* [Instructions for the task]: The material below must be output exactly, line for line.

....

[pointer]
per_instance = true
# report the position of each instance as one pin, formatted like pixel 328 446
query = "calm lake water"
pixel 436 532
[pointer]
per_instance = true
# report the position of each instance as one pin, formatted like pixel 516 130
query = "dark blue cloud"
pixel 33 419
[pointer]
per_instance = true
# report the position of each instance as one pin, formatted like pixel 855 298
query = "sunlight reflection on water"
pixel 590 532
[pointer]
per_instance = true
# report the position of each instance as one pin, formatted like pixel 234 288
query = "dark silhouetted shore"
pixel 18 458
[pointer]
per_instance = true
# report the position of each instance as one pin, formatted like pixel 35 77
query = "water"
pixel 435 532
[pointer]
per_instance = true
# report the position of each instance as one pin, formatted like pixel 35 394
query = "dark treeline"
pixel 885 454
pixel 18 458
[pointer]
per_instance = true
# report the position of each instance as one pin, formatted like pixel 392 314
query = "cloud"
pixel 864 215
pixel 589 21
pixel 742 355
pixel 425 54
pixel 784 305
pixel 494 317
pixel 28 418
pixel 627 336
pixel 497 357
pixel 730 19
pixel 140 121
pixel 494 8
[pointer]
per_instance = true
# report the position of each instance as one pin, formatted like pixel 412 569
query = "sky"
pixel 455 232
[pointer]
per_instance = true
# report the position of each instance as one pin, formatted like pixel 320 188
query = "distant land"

....

* [Answer]:
[pointer]
per_instance = true
# report the position of each instance as one pin, formatted like pixel 328 446
query = "calm lake water"
pixel 436 532
[pointer]
per_instance = true
# report the position of each instance as one pin, formatted like pixel 516 130
query = "dark blue cloud"
pixel 33 419
[pointer]
per_instance = true
# report the position of each instance as one pin, formatted like pixel 855 298
query = "sunlight reflection on water"
pixel 590 532
[pointer]
per_instance = true
# report the position of each instance as one pin, formatted like pixel 234 288
query = "dark silhouetted shore"
pixel 18 458
[pointer]
per_instance = true
# report the position of each instance as one pin, formatted like pixel 35 77
query = "water"
pixel 435 532
[pointer]
per_instance = true
# report the position of each instance as one pin, formatted like pixel 35 394
query = "dark treeline"
pixel 885 454
pixel 18 458
[pointer]
per_instance = true
# report the position of each instance as one pin, formatted like pixel 392 314
query = "cloud"
pixel 864 215
pixel 589 21
pixel 742 355
pixel 425 54
pixel 784 305
pixel 494 317
pixel 28 418
pixel 627 336
pixel 497 357
pixel 730 19
pixel 140 121
pixel 494 8
[pointer]
per_instance = true
# report the position of each instance as one pin, formatted like pixel 412 569
query = "sky"
pixel 455 232
[pointer]
per_instance = true
# report the position of each instance as one pin, formatted like pixel 320 188
query = "distant land"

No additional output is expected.